__Exercise aim__: Every entry that follows should be reproduced exactly.

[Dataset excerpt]
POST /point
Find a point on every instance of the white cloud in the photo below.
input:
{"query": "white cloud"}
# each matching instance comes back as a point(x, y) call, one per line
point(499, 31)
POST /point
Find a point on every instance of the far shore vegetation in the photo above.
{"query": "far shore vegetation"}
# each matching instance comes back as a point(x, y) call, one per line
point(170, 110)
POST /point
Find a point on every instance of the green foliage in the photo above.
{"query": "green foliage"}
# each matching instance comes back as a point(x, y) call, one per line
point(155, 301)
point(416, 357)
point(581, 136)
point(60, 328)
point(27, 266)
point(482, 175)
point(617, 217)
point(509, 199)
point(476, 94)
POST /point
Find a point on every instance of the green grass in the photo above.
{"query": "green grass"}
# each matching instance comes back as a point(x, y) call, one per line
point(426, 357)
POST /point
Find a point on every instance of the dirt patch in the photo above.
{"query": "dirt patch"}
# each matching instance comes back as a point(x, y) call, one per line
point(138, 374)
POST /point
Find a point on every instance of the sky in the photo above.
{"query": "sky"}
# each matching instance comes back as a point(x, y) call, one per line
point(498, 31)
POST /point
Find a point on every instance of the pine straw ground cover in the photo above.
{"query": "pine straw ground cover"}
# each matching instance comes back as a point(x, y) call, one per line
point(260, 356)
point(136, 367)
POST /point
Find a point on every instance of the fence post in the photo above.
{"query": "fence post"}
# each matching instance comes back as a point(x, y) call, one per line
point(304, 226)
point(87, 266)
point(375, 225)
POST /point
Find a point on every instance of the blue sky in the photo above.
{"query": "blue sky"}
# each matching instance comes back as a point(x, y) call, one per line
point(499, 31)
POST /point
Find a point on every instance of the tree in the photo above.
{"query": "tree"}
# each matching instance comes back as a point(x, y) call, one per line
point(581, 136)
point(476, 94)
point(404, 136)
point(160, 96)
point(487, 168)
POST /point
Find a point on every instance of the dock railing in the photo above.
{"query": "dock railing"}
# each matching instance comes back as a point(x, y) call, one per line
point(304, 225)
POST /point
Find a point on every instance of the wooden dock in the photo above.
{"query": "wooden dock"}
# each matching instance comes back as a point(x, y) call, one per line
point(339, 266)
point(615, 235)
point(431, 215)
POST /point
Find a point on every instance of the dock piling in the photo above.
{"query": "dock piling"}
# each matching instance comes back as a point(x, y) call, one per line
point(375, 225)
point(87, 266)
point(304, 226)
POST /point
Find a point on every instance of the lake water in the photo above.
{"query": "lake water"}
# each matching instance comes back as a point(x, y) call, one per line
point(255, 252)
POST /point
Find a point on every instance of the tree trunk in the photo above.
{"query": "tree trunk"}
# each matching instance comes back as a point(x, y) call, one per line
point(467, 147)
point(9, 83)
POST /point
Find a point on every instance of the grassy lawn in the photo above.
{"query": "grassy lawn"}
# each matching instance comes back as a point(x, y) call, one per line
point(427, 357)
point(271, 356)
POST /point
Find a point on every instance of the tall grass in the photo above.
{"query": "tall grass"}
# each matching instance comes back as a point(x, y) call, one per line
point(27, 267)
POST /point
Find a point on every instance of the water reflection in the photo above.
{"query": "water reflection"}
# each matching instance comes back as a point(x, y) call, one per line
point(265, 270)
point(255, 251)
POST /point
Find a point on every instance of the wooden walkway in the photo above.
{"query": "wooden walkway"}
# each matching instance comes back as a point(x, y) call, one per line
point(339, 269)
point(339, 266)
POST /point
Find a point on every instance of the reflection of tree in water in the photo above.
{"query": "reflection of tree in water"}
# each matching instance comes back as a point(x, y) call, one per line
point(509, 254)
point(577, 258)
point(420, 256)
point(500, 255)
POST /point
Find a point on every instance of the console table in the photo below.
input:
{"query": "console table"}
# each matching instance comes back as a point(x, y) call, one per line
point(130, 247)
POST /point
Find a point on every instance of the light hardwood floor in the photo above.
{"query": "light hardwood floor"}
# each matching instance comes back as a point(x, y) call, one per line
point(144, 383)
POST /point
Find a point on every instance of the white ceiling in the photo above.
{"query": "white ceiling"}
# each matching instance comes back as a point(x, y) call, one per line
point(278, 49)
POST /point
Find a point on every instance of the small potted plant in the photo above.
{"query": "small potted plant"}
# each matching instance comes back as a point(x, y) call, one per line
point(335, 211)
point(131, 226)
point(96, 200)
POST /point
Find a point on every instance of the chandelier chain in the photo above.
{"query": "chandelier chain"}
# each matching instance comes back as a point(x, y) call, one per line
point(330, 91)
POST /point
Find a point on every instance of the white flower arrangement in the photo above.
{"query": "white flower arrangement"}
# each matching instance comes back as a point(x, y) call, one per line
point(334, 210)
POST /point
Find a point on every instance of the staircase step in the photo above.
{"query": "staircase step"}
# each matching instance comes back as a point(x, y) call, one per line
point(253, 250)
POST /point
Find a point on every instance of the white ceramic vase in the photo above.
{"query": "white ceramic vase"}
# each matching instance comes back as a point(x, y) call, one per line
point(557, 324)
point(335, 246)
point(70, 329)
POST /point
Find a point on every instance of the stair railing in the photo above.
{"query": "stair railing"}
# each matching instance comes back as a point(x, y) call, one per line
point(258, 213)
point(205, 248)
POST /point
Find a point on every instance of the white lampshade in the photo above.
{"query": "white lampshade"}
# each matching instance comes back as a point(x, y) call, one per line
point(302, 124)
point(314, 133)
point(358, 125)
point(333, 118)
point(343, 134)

__Written response__:
POST /point
Find a point on every instance of the white cloud in the photo below.
input:
{"query": "white cloud"}
# each matching instance comes back as a point(x, y) call, one per line
point(499, 31)
POST /point
Find a point on every instance of the far shore vegetation in the photo above.
{"query": "far shore vegetation"}
# each matching instance comes back as a point(x, y) call, one per line
point(170, 110)
POST /point
Find a point on every instance of the green foliage in the photo above.
{"query": "green foliage"}
# each matching instance comes back as a point(x, y) call, one per line
point(155, 301)
point(416, 357)
point(581, 136)
point(60, 328)
point(27, 266)
point(482, 175)
point(617, 217)
point(509, 199)
point(476, 94)
POST /point
Find a point on every instance of the green grass in the photo above.
{"query": "green grass"}
# each matching instance comes back as a point(x, y) call, one per line
point(426, 357)
POST /point
Find a point on every instance of the dirt patch in the photo above.
{"query": "dirt patch"}
# each matching instance comes back as a point(x, y) call, one per line
point(138, 374)
POST /point
Find a point on every instance of the sky in the photo above.
{"query": "sky"}
# each matching instance comes back as a point(x, y) call, one per line
point(498, 31)
POST /point
Find a point on every instance of the pine straw ground cover in the photo above.
{"query": "pine straw ground cover"}
# each matching instance comes back as a point(x, y) call, one per line
point(260, 356)
point(136, 367)
POST /point
Find a point on every instance of the fence post in the photo above.
{"query": "fence post"}
# each matching instance comes back as a point(x, y) call, one per line
point(304, 226)
point(87, 266)
point(375, 225)
POST /point
Find a point on every instance of the blue sky in the photo above.
{"query": "blue sky"}
# each matching instance comes back as a point(x, y) call, one per line
point(499, 31)
POST /point
Find a point on every instance of the tree in the photo above.
{"query": "tree"}
# each matching instance comes back as a point(x, y) call, one per line
point(581, 136)
point(476, 94)
point(404, 136)
point(160, 96)
point(487, 168)
POST /point
Find a point on every instance of the dock railing in the photo above.
{"query": "dock railing"}
# each matching instance comes back as a point(x, y) call, one per line
point(304, 225)
POST /point
Find a point on every instance of the wooden dock in the photo above.
{"query": "wooden dock"}
# each matching instance comes back as a point(x, y) call, one per line
point(339, 266)
point(615, 235)
point(431, 215)
POST /point
Find a point on every instance of the dock piling in the photo above.
{"query": "dock piling"}
# each matching instance comes back as a point(x, y) call, one per line
point(375, 225)
point(87, 266)
point(304, 226)
POST /point
Find a point on every instance of the lake water in the photo above.
{"query": "lake water"}
# each matching instance comes back as a point(x, y) call, one per line
point(255, 252)
POST /point
Find a point on every instance of the tree trunk in the photo above.
{"query": "tree trunk"}
# each matching instance comes back as a point(x, y) call, one per line
point(467, 147)
point(9, 83)
POST /point
Find a point on every instance of the grassy lawn in the photo above.
{"query": "grassy lawn"}
# each matching instance comes back as a point(x, y) call, one per line
point(427, 357)
point(271, 356)
POST /point
Find a point on every instance of the tall grass in the photo above.
{"query": "tall grass"}
# each matching instance comes back as a point(x, y) call, one per line
point(27, 267)
POST /point
Find a point on every instance of the water reflection in the photo above.
{"query": "water reflection"}
# each matching instance comes back as a point(x, y) call, one per line
point(265, 270)
point(255, 251)
POST /point
Find a point on every instance of the wooden walkway in the photo above.
{"query": "wooden walkway"}
# each matching instance comes back as a point(x, y) call, one per line
point(339, 269)
point(339, 266)
POST /point
Find a point on every instance of the reflection of tree in water in the photo above.
{"query": "reflection of tree in water"}
# each matching instance comes back as a point(x, y) call, one per line
point(509, 254)
point(577, 258)
point(420, 256)
point(500, 255)
POST /point
Find a point on every instance of the console table in the photo below.
input:
{"query": "console table"}
# each matching instance comes back as a point(x, y) call, one per line
point(130, 247)
POST /point
Find a point on every instance of the light hardwood floor in the photo above.
{"query": "light hardwood floor"}
# each matching instance comes back as a point(x, y) call, one per line
point(144, 383)
POST /point
Find a point on every instance of the white ceiling in the photo above.
{"query": "white ceiling"}
# each matching instance comes back as a point(x, y) call, one per line
point(278, 49)
POST /point
Find a point on every instance of the small potted plant in the photo above.
{"query": "small potted plant"}
# each matching instance comes back as a point(x, y) call, one per line
point(335, 211)
point(131, 226)
point(96, 200)
POST /point
Find a point on every instance of the chandelier chain in the photo above.
{"query": "chandelier chain"}
# each matching instance comes back as a point(x, y) call, one per line
point(330, 91)
POST /point
Find a point on every instance of the white flower arrangement in the photo above.
{"query": "white flower arrangement"}
# each matching instance comes back as a point(x, y) call, one per line
point(334, 210)
POST /point
Find a point on every instance of the staircase step in the photo above.
{"query": "staircase step"}
# each matching instance comes back as a point(x, y) call, one per line
point(253, 250)
POST /point
Find a point on every instance of the white ceramic vase in the photo above.
{"query": "white ceramic vase"}
# each matching instance comes back as a point(x, y) call, one per line
point(557, 324)
point(335, 246)
point(70, 329)
POST /point
Find a point on every instance of the stair railing in the photo above.
{"query": "stair railing"}
# each matching instance comes back as a point(x, y) call, one per line
point(258, 213)
point(205, 248)
POST /point
Find a point on every instance of the white lampshade in the photo above.
{"query": "white lampshade"}
# each matching instance comes back as a point(x, y) call, one per line
point(302, 124)
point(314, 133)
point(358, 125)
point(333, 118)
point(343, 134)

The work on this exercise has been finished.